◆ Given task
Write the line that includes "Reviewer note: confirm that every instance of the green" and all subsequent lines, exactly as written, and nothing more.

◆ Exercise inputs
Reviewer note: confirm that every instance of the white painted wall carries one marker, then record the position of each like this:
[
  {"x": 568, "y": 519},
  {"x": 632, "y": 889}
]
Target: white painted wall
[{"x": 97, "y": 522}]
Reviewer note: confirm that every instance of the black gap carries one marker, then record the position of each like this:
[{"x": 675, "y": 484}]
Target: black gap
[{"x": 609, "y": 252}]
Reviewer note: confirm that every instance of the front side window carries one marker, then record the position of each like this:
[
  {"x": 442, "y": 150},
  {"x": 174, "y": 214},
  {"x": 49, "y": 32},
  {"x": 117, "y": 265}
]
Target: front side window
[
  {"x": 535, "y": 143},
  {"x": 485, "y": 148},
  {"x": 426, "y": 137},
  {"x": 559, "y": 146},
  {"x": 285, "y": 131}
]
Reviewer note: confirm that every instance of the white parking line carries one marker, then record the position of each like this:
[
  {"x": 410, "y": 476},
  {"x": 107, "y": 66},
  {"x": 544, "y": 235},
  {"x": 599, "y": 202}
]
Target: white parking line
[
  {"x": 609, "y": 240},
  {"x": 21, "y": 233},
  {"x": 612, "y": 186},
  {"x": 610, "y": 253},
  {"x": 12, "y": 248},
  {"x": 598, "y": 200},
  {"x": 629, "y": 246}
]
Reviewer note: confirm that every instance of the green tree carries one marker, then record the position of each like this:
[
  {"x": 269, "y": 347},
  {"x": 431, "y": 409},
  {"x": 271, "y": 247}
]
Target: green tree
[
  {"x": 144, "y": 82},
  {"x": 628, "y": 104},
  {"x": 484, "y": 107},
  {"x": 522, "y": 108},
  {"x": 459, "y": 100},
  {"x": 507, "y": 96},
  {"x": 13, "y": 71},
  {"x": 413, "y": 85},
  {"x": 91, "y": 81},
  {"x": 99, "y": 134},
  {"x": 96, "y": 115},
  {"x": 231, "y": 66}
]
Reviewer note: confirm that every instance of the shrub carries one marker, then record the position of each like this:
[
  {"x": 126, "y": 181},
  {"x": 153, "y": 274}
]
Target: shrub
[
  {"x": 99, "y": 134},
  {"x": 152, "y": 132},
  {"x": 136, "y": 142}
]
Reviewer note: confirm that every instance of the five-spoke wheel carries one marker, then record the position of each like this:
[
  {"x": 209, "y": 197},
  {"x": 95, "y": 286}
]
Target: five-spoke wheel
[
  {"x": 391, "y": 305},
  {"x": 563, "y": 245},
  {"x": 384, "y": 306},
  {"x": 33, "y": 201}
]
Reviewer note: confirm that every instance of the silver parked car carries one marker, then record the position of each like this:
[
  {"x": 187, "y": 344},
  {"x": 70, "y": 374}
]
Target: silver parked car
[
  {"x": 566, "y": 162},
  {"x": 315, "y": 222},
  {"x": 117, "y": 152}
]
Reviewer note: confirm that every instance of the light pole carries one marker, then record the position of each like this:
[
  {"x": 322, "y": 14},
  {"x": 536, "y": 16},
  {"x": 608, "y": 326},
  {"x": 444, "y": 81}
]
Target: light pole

◆ Complete output
Reviewer note: confirm that every instance of the green tree carries one marker, then record the position of each like this:
[
  {"x": 269, "y": 347},
  {"x": 431, "y": 409},
  {"x": 271, "y": 247}
]
Target: green tree
[
  {"x": 144, "y": 82},
  {"x": 628, "y": 104},
  {"x": 484, "y": 107},
  {"x": 522, "y": 108},
  {"x": 459, "y": 100},
  {"x": 507, "y": 96},
  {"x": 13, "y": 71},
  {"x": 413, "y": 85},
  {"x": 91, "y": 81},
  {"x": 99, "y": 134},
  {"x": 96, "y": 115},
  {"x": 231, "y": 66}
]
Reviewer note: confirm that every instance of the shrub carries one marker, then record the position of each like this:
[
  {"x": 126, "y": 181},
  {"x": 153, "y": 274}
]
Target: shrub
[
  {"x": 99, "y": 134},
  {"x": 152, "y": 132},
  {"x": 136, "y": 142}
]
Reviewer note: confirm that every instance of the five-spoke wheel carries one marker, then record the position of each like this:
[
  {"x": 209, "y": 197},
  {"x": 95, "y": 286}
]
Target: five-spoke wheel
[
  {"x": 391, "y": 305},
  {"x": 563, "y": 245},
  {"x": 384, "y": 306},
  {"x": 33, "y": 201}
]
Reviewer note: confirm that every instance of the silver parked car carries one marker, then record the position of each like this:
[
  {"x": 187, "y": 344},
  {"x": 70, "y": 374}
]
Target: silver parked car
[
  {"x": 566, "y": 162},
  {"x": 315, "y": 222},
  {"x": 117, "y": 152}
]
Reviewer note: confirm that every instance of the light pole carries one marker, then record the position of each like this:
[
  {"x": 322, "y": 14},
  {"x": 536, "y": 16},
  {"x": 608, "y": 326},
  {"x": 444, "y": 81}
]
Target: light pole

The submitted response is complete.